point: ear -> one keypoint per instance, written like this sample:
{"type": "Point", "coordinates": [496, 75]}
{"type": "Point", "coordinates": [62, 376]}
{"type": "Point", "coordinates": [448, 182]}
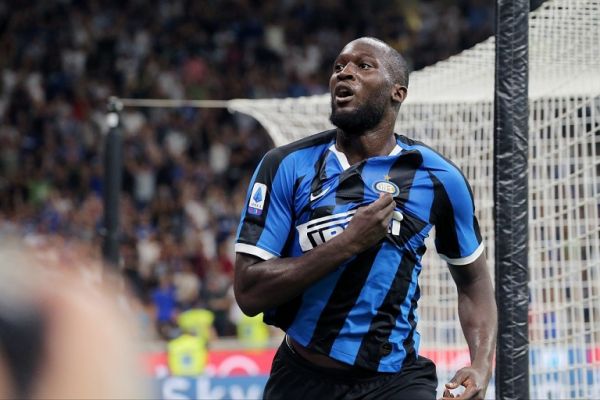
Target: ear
{"type": "Point", "coordinates": [399, 93]}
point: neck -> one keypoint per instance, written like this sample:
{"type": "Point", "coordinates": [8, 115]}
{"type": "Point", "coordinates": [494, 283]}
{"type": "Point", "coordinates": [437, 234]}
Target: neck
{"type": "Point", "coordinates": [379, 141]}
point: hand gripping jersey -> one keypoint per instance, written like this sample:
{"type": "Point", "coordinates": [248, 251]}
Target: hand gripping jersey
{"type": "Point", "coordinates": [364, 312]}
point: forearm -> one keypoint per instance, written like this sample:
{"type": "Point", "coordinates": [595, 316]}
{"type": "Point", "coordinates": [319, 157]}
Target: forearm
{"type": "Point", "coordinates": [268, 284]}
{"type": "Point", "coordinates": [478, 317]}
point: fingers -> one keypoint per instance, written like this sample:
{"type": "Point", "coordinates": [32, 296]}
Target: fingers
{"type": "Point", "coordinates": [384, 200]}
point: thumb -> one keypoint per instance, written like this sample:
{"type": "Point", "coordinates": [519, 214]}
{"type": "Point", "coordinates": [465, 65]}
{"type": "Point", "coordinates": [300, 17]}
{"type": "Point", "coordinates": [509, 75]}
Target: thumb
{"type": "Point", "coordinates": [455, 381]}
{"type": "Point", "coordinates": [451, 385]}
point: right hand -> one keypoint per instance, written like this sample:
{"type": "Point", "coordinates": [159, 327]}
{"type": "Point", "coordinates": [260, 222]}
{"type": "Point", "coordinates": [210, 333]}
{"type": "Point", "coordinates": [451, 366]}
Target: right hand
{"type": "Point", "coordinates": [370, 223]}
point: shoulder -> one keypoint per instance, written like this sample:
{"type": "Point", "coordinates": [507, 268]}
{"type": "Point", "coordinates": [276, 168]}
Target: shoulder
{"type": "Point", "coordinates": [309, 142]}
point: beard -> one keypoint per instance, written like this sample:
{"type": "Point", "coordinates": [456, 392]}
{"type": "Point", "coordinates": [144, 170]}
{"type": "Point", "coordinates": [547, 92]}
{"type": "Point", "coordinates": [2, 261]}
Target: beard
{"type": "Point", "coordinates": [364, 117]}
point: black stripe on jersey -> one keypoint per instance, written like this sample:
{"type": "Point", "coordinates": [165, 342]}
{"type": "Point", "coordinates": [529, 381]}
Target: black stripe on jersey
{"type": "Point", "coordinates": [351, 187]}
{"type": "Point", "coordinates": [402, 173]}
{"type": "Point", "coordinates": [375, 343]}
{"type": "Point", "coordinates": [409, 342]}
{"type": "Point", "coordinates": [320, 174]}
{"type": "Point", "coordinates": [342, 300]}
{"type": "Point", "coordinates": [412, 142]}
{"type": "Point", "coordinates": [409, 227]}
{"type": "Point", "coordinates": [442, 216]}
{"type": "Point", "coordinates": [253, 225]}
{"type": "Point", "coordinates": [284, 315]}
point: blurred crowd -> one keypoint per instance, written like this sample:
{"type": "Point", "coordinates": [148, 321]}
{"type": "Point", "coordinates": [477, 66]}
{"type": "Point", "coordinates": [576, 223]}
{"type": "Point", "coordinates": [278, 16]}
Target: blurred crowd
{"type": "Point", "coordinates": [185, 171]}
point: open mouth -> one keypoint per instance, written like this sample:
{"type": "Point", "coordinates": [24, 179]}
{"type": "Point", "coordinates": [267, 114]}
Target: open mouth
{"type": "Point", "coordinates": [343, 94]}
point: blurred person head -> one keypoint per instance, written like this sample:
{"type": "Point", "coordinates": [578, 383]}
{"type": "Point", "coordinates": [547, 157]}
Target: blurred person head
{"type": "Point", "coordinates": [63, 336]}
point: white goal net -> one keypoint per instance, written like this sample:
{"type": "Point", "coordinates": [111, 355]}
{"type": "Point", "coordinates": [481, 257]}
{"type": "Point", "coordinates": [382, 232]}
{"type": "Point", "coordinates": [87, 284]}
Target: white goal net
{"type": "Point", "coordinates": [450, 107]}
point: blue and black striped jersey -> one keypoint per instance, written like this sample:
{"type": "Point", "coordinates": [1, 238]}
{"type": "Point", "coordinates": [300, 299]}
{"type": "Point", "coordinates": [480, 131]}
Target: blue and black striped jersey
{"type": "Point", "coordinates": [364, 312]}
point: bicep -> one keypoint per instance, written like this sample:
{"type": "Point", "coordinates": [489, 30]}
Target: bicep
{"type": "Point", "coordinates": [472, 276]}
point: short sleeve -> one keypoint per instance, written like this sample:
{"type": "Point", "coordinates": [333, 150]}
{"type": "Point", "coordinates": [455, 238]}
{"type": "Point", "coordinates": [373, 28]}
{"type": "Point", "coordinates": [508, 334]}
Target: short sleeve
{"type": "Point", "coordinates": [458, 239]}
{"type": "Point", "coordinates": [267, 215]}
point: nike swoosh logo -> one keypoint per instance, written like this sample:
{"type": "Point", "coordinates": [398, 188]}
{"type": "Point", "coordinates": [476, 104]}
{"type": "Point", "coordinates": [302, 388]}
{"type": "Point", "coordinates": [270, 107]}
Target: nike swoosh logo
{"type": "Point", "coordinates": [319, 195]}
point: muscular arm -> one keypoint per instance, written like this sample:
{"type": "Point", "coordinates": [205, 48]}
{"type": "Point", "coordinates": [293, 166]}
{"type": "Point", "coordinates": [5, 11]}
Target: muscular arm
{"type": "Point", "coordinates": [260, 285]}
{"type": "Point", "coordinates": [478, 318]}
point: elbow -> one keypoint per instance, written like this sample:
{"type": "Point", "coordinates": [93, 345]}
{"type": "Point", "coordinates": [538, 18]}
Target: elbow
{"type": "Point", "coordinates": [247, 304]}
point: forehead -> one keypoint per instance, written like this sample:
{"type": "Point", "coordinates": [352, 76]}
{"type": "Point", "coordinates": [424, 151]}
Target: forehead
{"type": "Point", "coordinates": [363, 47]}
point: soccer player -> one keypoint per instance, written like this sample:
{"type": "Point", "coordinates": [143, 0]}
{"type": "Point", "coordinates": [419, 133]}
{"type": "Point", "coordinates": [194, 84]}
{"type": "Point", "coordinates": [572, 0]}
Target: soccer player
{"type": "Point", "coordinates": [330, 243]}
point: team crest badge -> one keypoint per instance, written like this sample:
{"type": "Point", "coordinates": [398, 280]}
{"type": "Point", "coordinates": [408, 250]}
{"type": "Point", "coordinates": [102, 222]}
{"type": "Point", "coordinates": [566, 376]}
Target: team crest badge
{"type": "Point", "coordinates": [257, 199]}
{"type": "Point", "coordinates": [386, 186]}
========================================================================
Problem description: Restate the whole listing above exactly, except for its images.

Exercise result:
point: ear -> one keypoint per instance, written like this sample:
{"type": "Point", "coordinates": [496, 75]}
{"type": "Point", "coordinates": [62, 376]}
{"type": "Point", "coordinates": [448, 182]}
Target: ear
{"type": "Point", "coordinates": [399, 93]}
point: neck -> one keypoint per instance, written like this sample:
{"type": "Point", "coordinates": [8, 115]}
{"type": "Point", "coordinates": [494, 283]}
{"type": "Point", "coordinates": [437, 234]}
Target: neck
{"type": "Point", "coordinates": [379, 141]}
point: hand gripping jersey -> one keypoint per instance, written like this sample:
{"type": "Point", "coordinates": [248, 251]}
Target: hand gripping jersey
{"type": "Point", "coordinates": [364, 312]}
point: forearm -> one keypoint per instance, written like this sample:
{"type": "Point", "coordinates": [595, 316]}
{"type": "Point", "coordinates": [319, 157]}
Target: forearm
{"type": "Point", "coordinates": [268, 284]}
{"type": "Point", "coordinates": [478, 317]}
point: fingers -> one keypoint per instance, written like this sample:
{"type": "Point", "coordinates": [32, 296]}
Target: fingers
{"type": "Point", "coordinates": [384, 200]}
point: thumb -> one keypoint per instance, written like this sample:
{"type": "Point", "coordinates": [519, 214]}
{"type": "Point", "coordinates": [465, 65]}
{"type": "Point", "coordinates": [300, 17]}
{"type": "Point", "coordinates": [509, 75]}
Target: thumb
{"type": "Point", "coordinates": [455, 381]}
{"type": "Point", "coordinates": [451, 385]}
point: right hand -> one keypoint per instance, written like this sample:
{"type": "Point", "coordinates": [159, 327]}
{"type": "Point", "coordinates": [260, 222]}
{"type": "Point", "coordinates": [210, 333]}
{"type": "Point", "coordinates": [451, 366]}
Target: right hand
{"type": "Point", "coordinates": [370, 223]}
point: shoulder -> one keypoint per instance, written like this sample:
{"type": "Point", "coordinates": [507, 268]}
{"type": "Point", "coordinates": [276, 168]}
Target: shoulder
{"type": "Point", "coordinates": [309, 142]}
point: beard -> one keypoint per instance, written like this sample:
{"type": "Point", "coordinates": [456, 392]}
{"type": "Point", "coordinates": [144, 170]}
{"type": "Point", "coordinates": [547, 92]}
{"type": "Point", "coordinates": [2, 261]}
Target: beard
{"type": "Point", "coordinates": [364, 117]}
point: black stripe on jersey -> one keypoint per instance, written like this sample:
{"type": "Point", "coordinates": [165, 342]}
{"type": "Point", "coordinates": [529, 381]}
Target: black stripe on jersey
{"type": "Point", "coordinates": [351, 187]}
{"type": "Point", "coordinates": [402, 173]}
{"type": "Point", "coordinates": [375, 343]}
{"type": "Point", "coordinates": [409, 342]}
{"type": "Point", "coordinates": [320, 174]}
{"type": "Point", "coordinates": [342, 300]}
{"type": "Point", "coordinates": [412, 142]}
{"type": "Point", "coordinates": [409, 227]}
{"type": "Point", "coordinates": [442, 216]}
{"type": "Point", "coordinates": [253, 225]}
{"type": "Point", "coordinates": [284, 315]}
point: blurred crowd -> one keypoint per instance, written like this sample:
{"type": "Point", "coordinates": [148, 321]}
{"type": "Point", "coordinates": [477, 66]}
{"type": "Point", "coordinates": [576, 223]}
{"type": "Point", "coordinates": [278, 16]}
Target: blurred crowd
{"type": "Point", "coordinates": [185, 171]}
point: open mouth -> one keypoint per instance, written like this sample:
{"type": "Point", "coordinates": [24, 179]}
{"type": "Point", "coordinates": [267, 114]}
Target: open mouth
{"type": "Point", "coordinates": [343, 94]}
point: blurred person head -> one keypoint per instance, written like this sample:
{"type": "Point", "coordinates": [578, 383]}
{"type": "Point", "coordinates": [547, 157]}
Target: blurred person head
{"type": "Point", "coordinates": [63, 336]}
point: white goal net -> one keypoint per instance, written like this sample:
{"type": "Point", "coordinates": [111, 355]}
{"type": "Point", "coordinates": [481, 257]}
{"type": "Point", "coordinates": [382, 232]}
{"type": "Point", "coordinates": [87, 284]}
Target: white goal net
{"type": "Point", "coordinates": [450, 107]}
point: blue and black striped jersey -> one keypoint per instance, written like this sample:
{"type": "Point", "coordinates": [1, 238]}
{"type": "Point", "coordinates": [300, 299]}
{"type": "Point", "coordinates": [480, 131]}
Target: blue and black striped jersey
{"type": "Point", "coordinates": [364, 312]}
point: bicep -> one keypoint per instance, written like this sample:
{"type": "Point", "coordinates": [489, 30]}
Target: bicep
{"type": "Point", "coordinates": [472, 276]}
point: short sleeve -> one keypoint per instance, written like this sample:
{"type": "Point", "coordinates": [333, 150]}
{"type": "Point", "coordinates": [455, 238]}
{"type": "Point", "coordinates": [373, 28]}
{"type": "Point", "coordinates": [508, 334]}
Target: short sleeve
{"type": "Point", "coordinates": [458, 239]}
{"type": "Point", "coordinates": [267, 215]}
point: nike swoosh logo -> one keypoint per instance, written like this sample:
{"type": "Point", "coordinates": [398, 188]}
{"type": "Point", "coordinates": [476, 104]}
{"type": "Point", "coordinates": [302, 388]}
{"type": "Point", "coordinates": [270, 107]}
Target: nike swoosh logo
{"type": "Point", "coordinates": [319, 195]}
point: muscular arm -> one keypoint per instance, written like this sample:
{"type": "Point", "coordinates": [205, 48]}
{"type": "Point", "coordinates": [293, 166]}
{"type": "Point", "coordinates": [5, 11]}
Target: muscular arm
{"type": "Point", "coordinates": [260, 285]}
{"type": "Point", "coordinates": [478, 318]}
point: elbow -> one keypoint per instance, written like this sample:
{"type": "Point", "coordinates": [93, 345]}
{"type": "Point", "coordinates": [538, 18]}
Target: elbow
{"type": "Point", "coordinates": [247, 304]}
point: forehead -> one keypoint per instance, written like this sample:
{"type": "Point", "coordinates": [352, 76]}
{"type": "Point", "coordinates": [424, 151]}
Target: forehead
{"type": "Point", "coordinates": [363, 47]}
point: soccer player -> one keypoint per instance, written like this sample:
{"type": "Point", "coordinates": [143, 0]}
{"type": "Point", "coordinates": [419, 133]}
{"type": "Point", "coordinates": [194, 84]}
{"type": "Point", "coordinates": [572, 0]}
Target: soccer player
{"type": "Point", "coordinates": [330, 243]}
point: team crest badge -> one keypoint per instance, written like this sample:
{"type": "Point", "coordinates": [398, 280]}
{"type": "Point", "coordinates": [408, 250]}
{"type": "Point", "coordinates": [102, 222]}
{"type": "Point", "coordinates": [566, 376]}
Target: team crest badge
{"type": "Point", "coordinates": [257, 199]}
{"type": "Point", "coordinates": [386, 186]}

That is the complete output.